__PAGE EXCERPT__

☆ ☆ ☆ ☆

Bad news for progressives?

From this perspective, if the rightwing splinters, that serves up a softball for centrist Status Quo Joe Democrats. If established Dems can grab even 10% of Republican voters in key states, that drives a generation-shifting dominance. The rattled right struggles now to win any national election even if nothing changes—so fragmentation confirms Biden as the paler-faced version of Obama-nation. Biden will even resurrect the cosmic delusion he can do business with the seditious crew of crazies condoning the crudest, attempted theft of a presidential election ever.

It’s no easy call whether the combination of a splintered right and two centrist Democratic senators from Georgia helps or hurts the progressive cause. Maybe a Democratic senate does more against racism, climate change and environment devastation, but Biden (or Harris) won’t then need progressive votes in two or four years as they did this year. What then pushes Biden away from worn-out, self-defeating, neoliberal foreign belligerence—or doing anything serious to equalize wealth, assets, health care or lift up poor people? With Democratic Senate control, progressives will have more control in some areas but less in other, even forced in the crunch to seek alliances with disgruntled centrist or Never Trump Republicans (as Nader dubiously proposed some years ago).

Yes, a sharp GOP schism (and a do-nothing McConnell senate) will leave millions of voters at sea, and some may link up with progressives against big business-friendly, neoliberal Democrats AND against residual mental case Trumpers as he lurches into Steve Bannonland swamp fevers. So, while I favor anything that disrupts the take-no-prisoners right, I am not oblivious to the tricky trade-offs. What the Obama-Clinton-Biden brigade doesn’t need is more reason for Status Quo Joe to rebuff Bernie Sanders and Elizabeth Warren. One only wonders what progressive gains Sanders thought he made with Biden (for his endorsement) because, with few exceptions, Biden’s appointments are solidly status quo joe, vintage 2012.

Hope springs eternal

That quandary will (again) test the progressive movement’s ability to sustain our commitments and vigilance. That mandates much more non-stop, grassroots consciousness-raising, so far a considerable success. But visibility, even policy acceptance by a majority (universal health care, police reform, and positive climate responses) differs from hard nose political power. That demands a bigger progressive House caucus and half a dozen truly like-minded senators, the kind of reformers that used to exist.

Second problem: who are the nationally-effective, progressive leaders after Sanders and Warren? Who else can command a truly national audience when pushing progressive ideas? Who are the younger, charismatic systemic reformers capable of strengthening America’s most enlightened political minority? Could it be AOC or other House activists? Maybe, but who in the Senate will take on the Democratic leadership and the noxious status quo? I like half a dozen, left-leaning senators, but I don’t see enough new, solid, movement leaders. Change my mind, please.

We may have to live through four dreary years, seasoned with regression but perhaps some progress. However disappointing most of his nominations, Biden will still make Trump time look like the insane asylum it’s been. All along a Biden has been an interim figure but he could (especially if he falls far short) promote a progressive stronger voice to challenge him or Harris in 2024. We still have the Sanders-Warren forces in the House and Senate—capable of reversing some state houses in four years and offset the most grievous gerrymandering. Biden isn’t the cure, but there’s already great pressure for the Democratic Party to pitch lost, blue-collar Trump voters, even push for more systemic reforms than mouthed by the winning candidate.

☆ ☆ ☆ ☆

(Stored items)
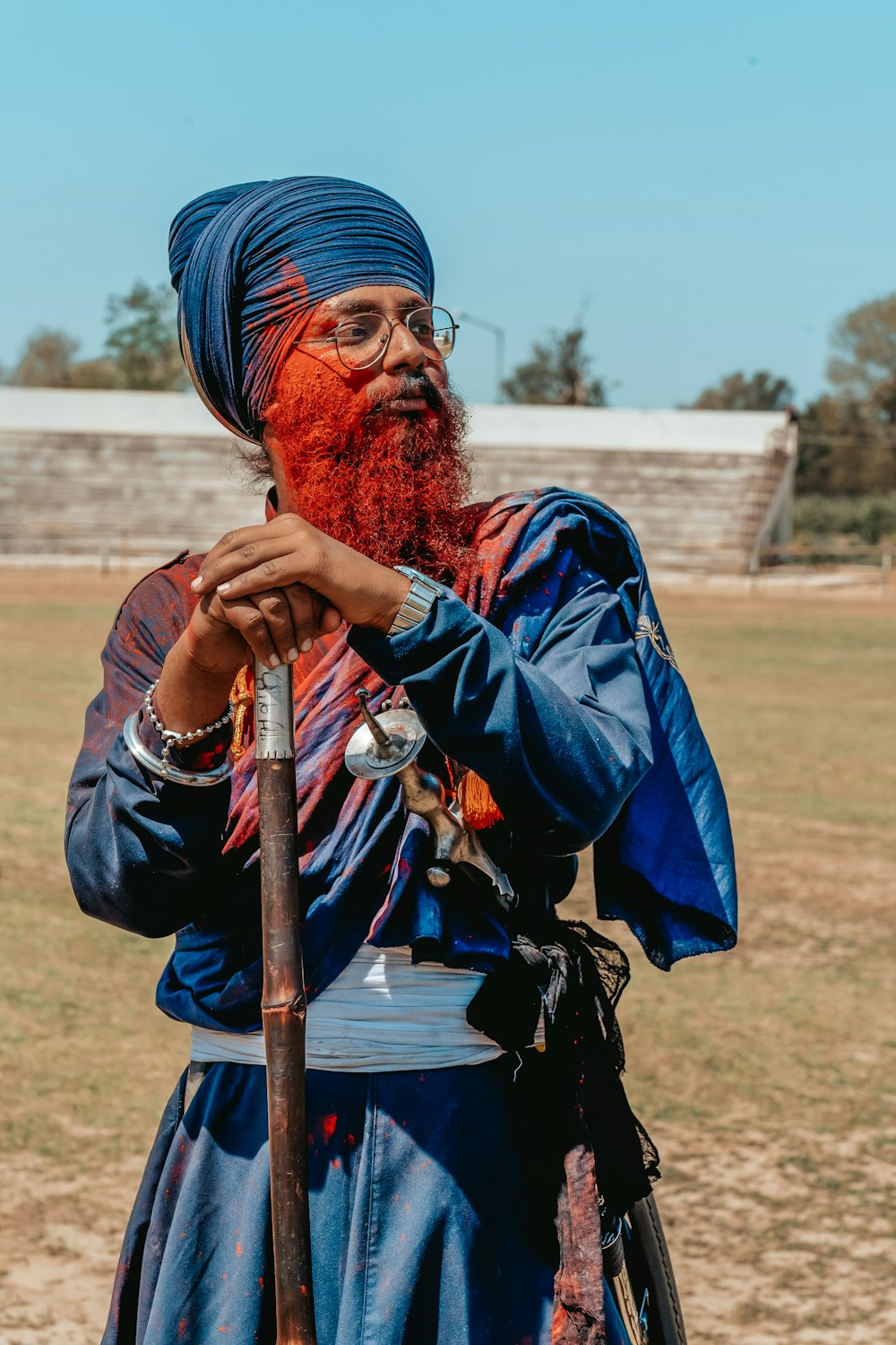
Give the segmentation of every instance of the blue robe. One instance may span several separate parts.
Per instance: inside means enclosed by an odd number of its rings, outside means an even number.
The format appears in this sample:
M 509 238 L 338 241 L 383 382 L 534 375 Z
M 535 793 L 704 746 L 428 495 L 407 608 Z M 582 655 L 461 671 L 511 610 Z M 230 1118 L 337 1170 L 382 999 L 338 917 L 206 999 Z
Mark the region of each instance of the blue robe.
M 625 919 L 654 963 L 669 967 L 677 958 L 733 943 L 733 859 L 724 796 L 630 530 L 598 502 L 559 490 L 505 496 L 474 522 L 476 564 L 462 592 L 443 589 L 430 615 L 408 632 L 387 638 L 369 629 L 341 631 L 317 642 L 297 666 L 309 998 L 339 975 L 364 939 L 410 944 L 418 959 L 486 972 L 509 952 L 502 921 L 474 884 L 457 876 L 443 892 L 427 885 L 424 826 L 403 816 L 395 780 L 361 781 L 345 771 L 343 751 L 357 724 L 360 685 L 371 690 L 373 707 L 387 695 L 410 698 L 431 740 L 424 764 L 441 771 L 446 783 L 445 757 L 488 781 L 502 820 L 484 837 L 520 893 L 523 927 L 527 919 L 543 920 L 568 894 L 575 853 L 595 845 L 598 913 Z M 148 776 L 121 738 L 124 718 L 140 706 L 189 620 L 195 603 L 189 581 L 199 564 L 199 557 L 187 557 L 149 576 L 118 615 L 103 652 L 103 690 L 87 712 L 73 779 L 67 854 L 85 911 L 148 936 L 176 932 L 175 952 L 159 986 L 165 1013 L 203 1028 L 253 1032 L 261 1026 L 262 979 L 253 753 L 240 759 L 230 783 L 184 790 Z M 243 1081 L 234 1083 L 234 1072 L 240 1071 Z M 180 1321 L 179 1305 L 187 1302 L 199 1313 L 201 1329 L 185 1338 L 211 1340 L 218 1330 L 215 1325 L 212 1332 L 211 1307 L 216 1297 L 201 1286 L 228 1272 L 216 1260 L 210 1279 L 204 1268 L 184 1262 L 179 1245 L 197 1229 L 200 1244 L 227 1245 L 234 1192 L 240 1202 L 246 1192 L 242 1221 L 249 1221 L 261 1247 L 267 1219 L 262 1073 L 258 1067 L 215 1065 L 183 1123 L 176 1104 L 168 1124 L 163 1123 L 126 1239 L 107 1345 L 161 1345 L 175 1338 L 172 1323 Z M 435 1340 L 434 1323 L 447 1314 L 445 1321 L 454 1325 L 439 1341 L 547 1341 L 556 1244 L 551 1251 L 543 1212 L 521 1213 L 504 1190 L 489 1197 L 494 1151 L 485 1132 L 480 1157 L 465 1169 L 450 1134 L 434 1127 L 446 1089 L 458 1092 L 449 1077 L 453 1073 L 430 1072 L 412 1104 L 399 1075 L 377 1079 L 377 1087 L 390 1093 L 391 1120 L 400 1124 L 411 1116 L 419 1162 L 435 1162 L 445 1184 L 441 1194 L 434 1188 L 418 1206 L 424 1213 L 414 1225 L 410 1258 L 388 1243 L 365 1252 L 365 1266 L 375 1255 L 386 1256 L 390 1266 L 395 1258 L 395 1263 L 388 1271 L 390 1294 L 364 1301 L 369 1314 L 363 1318 L 369 1333 L 364 1338 L 377 1345 Z M 320 1116 L 339 1115 L 333 1099 L 343 1088 L 351 1092 L 340 1079 L 309 1076 L 309 1096 L 312 1102 L 320 1098 Z M 519 1128 L 520 1102 L 500 1069 L 477 1067 L 463 1083 L 466 1120 L 458 1124 L 488 1111 L 506 1128 Z M 363 1106 L 357 1095 L 341 1104 L 367 1118 L 363 1132 L 373 1150 L 361 1146 L 356 1170 L 369 1171 L 376 1165 L 369 1096 Z M 408 1116 L 394 1115 L 402 1107 Z M 215 1138 L 231 1122 L 240 1134 L 255 1137 L 253 1176 L 246 1180 L 234 1165 L 230 1142 Z M 355 1124 L 360 1127 L 361 1120 Z M 201 1157 L 185 1143 L 184 1126 L 197 1127 Z M 188 1166 L 201 1166 L 191 1174 L 193 1194 L 179 1200 L 184 1223 L 177 1225 L 175 1243 L 164 1192 L 171 1190 L 171 1166 L 177 1166 L 181 1145 Z M 529 1149 L 523 1145 L 516 1151 L 517 1177 Z M 329 1157 L 347 1170 L 344 1149 Z M 408 1162 L 412 1169 L 408 1158 L 395 1169 L 387 1163 L 388 1180 L 377 1182 L 390 1190 L 390 1182 L 396 1184 L 396 1198 L 404 1196 L 412 1204 L 412 1184 L 402 1184 Z M 357 1311 L 351 1307 L 357 1303 L 353 1274 L 367 1271 L 355 1266 L 352 1274 L 351 1266 L 339 1262 L 334 1248 L 349 1236 L 353 1217 L 340 1200 L 355 1200 L 355 1188 L 347 1197 L 336 1182 L 341 1194 L 334 1196 L 329 1170 L 336 1169 L 324 1165 L 328 1180 L 312 1190 L 312 1217 L 321 1229 L 314 1284 L 321 1305 L 329 1305 L 320 1309 L 329 1322 L 321 1323 L 321 1345 L 343 1345 L 352 1337 L 339 1334 L 340 1313 L 352 1319 Z M 219 1177 L 210 1189 L 216 1197 L 200 1209 L 203 1173 L 215 1171 Z M 365 1188 L 376 1208 L 377 1182 Z M 497 1217 L 501 1227 L 494 1227 L 494 1237 L 514 1248 L 514 1270 L 508 1270 L 504 1289 L 474 1243 L 455 1236 L 439 1213 L 461 1208 L 458 1189 L 470 1201 L 463 1227 L 469 1231 Z M 445 1268 L 451 1258 L 455 1266 L 465 1264 L 463 1275 Z M 442 1270 L 433 1272 L 433 1287 L 420 1299 L 414 1286 L 422 1282 L 420 1266 L 433 1260 Z M 265 1266 L 266 1272 L 255 1276 L 265 1283 L 240 1299 L 253 1305 L 239 1318 L 240 1340 L 273 1338 L 266 1260 Z M 423 1282 L 430 1283 L 426 1276 Z M 453 1306 L 446 1306 L 445 1294 Z M 520 1322 L 513 1303 L 529 1298 L 528 1315 Z M 414 1325 L 415 1314 L 424 1310 L 422 1302 L 429 1303 L 427 1328 Z M 484 1309 L 489 1302 L 500 1319 Z M 122 1305 L 130 1305 L 126 1322 Z M 467 1321 L 467 1334 L 458 1333 L 458 1313 Z M 163 1326 L 150 1329 L 154 1319 Z M 253 1322 L 254 1336 L 249 1334 Z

☆ ☆ ☆ ☆

__PROBLEM TO WORK ON__
Transcribe the passage of the commentary on progressive politics that starts at "That quandary will" and goes up to and including "used to exist.". This work doesn't call for any of the stored data.

__SOLUTION FOR THIS EXERCISE__
That quandary will (again) test the progressive movement’s ability to sustain our commitments and vigilance. That mandates much more non-stop, grassroots consciousness-raising, so far a considerable success. But visibility, even policy acceptance by a majority (universal health care, police reform, and positive climate responses) differs from hard nose political power. That demands a bigger progressive House caucus and half a dozen truly like-minded senators, the kind of reformers that used to exist.